* Exercise prompt
Images excepted, the data below must be repeated exactly.

----------------------------------------

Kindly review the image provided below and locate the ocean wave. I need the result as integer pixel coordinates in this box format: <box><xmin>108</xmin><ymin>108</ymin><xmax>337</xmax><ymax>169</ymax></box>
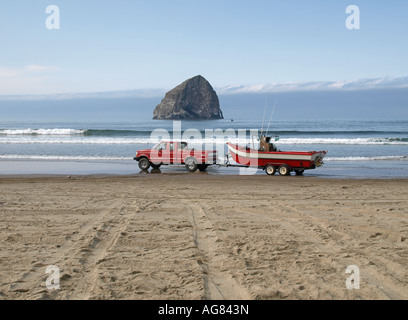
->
<box><xmin>0</xmin><ymin>128</ymin><xmax>86</xmax><ymax>135</ymax></box>
<box><xmin>74</xmin><ymin>129</ymin><xmax>408</xmax><ymax>136</ymax></box>
<box><xmin>1</xmin><ymin>136</ymin><xmax>407</xmax><ymax>145</ymax></box>
<box><xmin>277</xmin><ymin>137</ymin><xmax>408</xmax><ymax>145</ymax></box>
<box><xmin>326</xmin><ymin>156</ymin><xmax>408</xmax><ymax>161</ymax></box>
<box><xmin>0</xmin><ymin>137</ymin><xmax>251</xmax><ymax>145</ymax></box>
<box><xmin>2</xmin><ymin>126</ymin><xmax>408</xmax><ymax>136</ymax></box>
<box><xmin>0</xmin><ymin>155</ymin><xmax>129</xmax><ymax>161</ymax></box>
<box><xmin>2</xmin><ymin>154</ymin><xmax>406</xmax><ymax>162</ymax></box>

----------------------------------------

* Result
Kindly review the image provided below and locate the ocean wave. I need the result as integer pixel coordinates in this box format: <box><xmin>108</xmin><ymin>108</ymin><xmax>337</xmax><ymax>169</ymax></box>
->
<box><xmin>0</xmin><ymin>128</ymin><xmax>86</xmax><ymax>135</ymax></box>
<box><xmin>74</xmin><ymin>129</ymin><xmax>408</xmax><ymax>136</ymax></box>
<box><xmin>1</xmin><ymin>136</ymin><xmax>407</xmax><ymax>145</ymax></box>
<box><xmin>277</xmin><ymin>137</ymin><xmax>408</xmax><ymax>145</ymax></box>
<box><xmin>326</xmin><ymin>156</ymin><xmax>408</xmax><ymax>161</ymax></box>
<box><xmin>0</xmin><ymin>137</ymin><xmax>251</xmax><ymax>145</ymax></box>
<box><xmin>2</xmin><ymin>126</ymin><xmax>408</xmax><ymax>136</ymax></box>
<box><xmin>0</xmin><ymin>155</ymin><xmax>129</xmax><ymax>161</ymax></box>
<box><xmin>2</xmin><ymin>154</ymin><xmax>406</xmax><ymax>162</ymax></box>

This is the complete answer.